[Data extracted from a collection]
================================

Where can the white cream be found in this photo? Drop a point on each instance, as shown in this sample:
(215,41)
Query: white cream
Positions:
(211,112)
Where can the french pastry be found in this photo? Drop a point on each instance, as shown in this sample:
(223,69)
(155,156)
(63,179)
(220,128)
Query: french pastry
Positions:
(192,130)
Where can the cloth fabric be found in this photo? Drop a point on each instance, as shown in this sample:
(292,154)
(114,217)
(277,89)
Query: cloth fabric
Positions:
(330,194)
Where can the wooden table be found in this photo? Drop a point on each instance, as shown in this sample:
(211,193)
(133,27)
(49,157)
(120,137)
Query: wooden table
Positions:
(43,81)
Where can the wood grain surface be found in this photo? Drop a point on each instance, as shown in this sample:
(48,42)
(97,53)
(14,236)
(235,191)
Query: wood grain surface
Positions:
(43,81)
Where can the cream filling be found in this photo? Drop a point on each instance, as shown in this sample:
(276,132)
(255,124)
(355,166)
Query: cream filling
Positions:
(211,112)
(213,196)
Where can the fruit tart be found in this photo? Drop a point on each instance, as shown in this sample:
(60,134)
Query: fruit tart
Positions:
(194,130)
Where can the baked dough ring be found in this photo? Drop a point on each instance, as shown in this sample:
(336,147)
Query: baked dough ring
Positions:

================================

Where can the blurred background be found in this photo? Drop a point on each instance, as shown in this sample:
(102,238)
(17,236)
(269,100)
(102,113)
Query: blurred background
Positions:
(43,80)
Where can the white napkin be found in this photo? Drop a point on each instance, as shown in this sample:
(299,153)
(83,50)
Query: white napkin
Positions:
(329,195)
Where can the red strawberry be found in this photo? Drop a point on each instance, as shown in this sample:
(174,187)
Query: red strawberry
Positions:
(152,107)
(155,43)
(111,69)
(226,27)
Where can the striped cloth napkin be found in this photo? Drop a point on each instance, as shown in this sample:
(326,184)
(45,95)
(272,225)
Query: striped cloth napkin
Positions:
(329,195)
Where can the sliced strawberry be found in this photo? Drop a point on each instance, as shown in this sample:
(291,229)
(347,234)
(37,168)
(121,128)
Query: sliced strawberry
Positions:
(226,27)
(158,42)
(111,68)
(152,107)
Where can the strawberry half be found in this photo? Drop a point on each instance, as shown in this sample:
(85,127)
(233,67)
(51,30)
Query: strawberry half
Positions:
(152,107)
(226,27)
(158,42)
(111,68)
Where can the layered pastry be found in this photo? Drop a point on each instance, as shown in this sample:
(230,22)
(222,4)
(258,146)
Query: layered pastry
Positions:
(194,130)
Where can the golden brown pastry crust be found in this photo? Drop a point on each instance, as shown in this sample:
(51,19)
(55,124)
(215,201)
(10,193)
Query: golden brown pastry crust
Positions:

================================

[Problem details]:
Among the lines of the entries above, count those containing the string "table". Write the number alone.

[Output below]:
2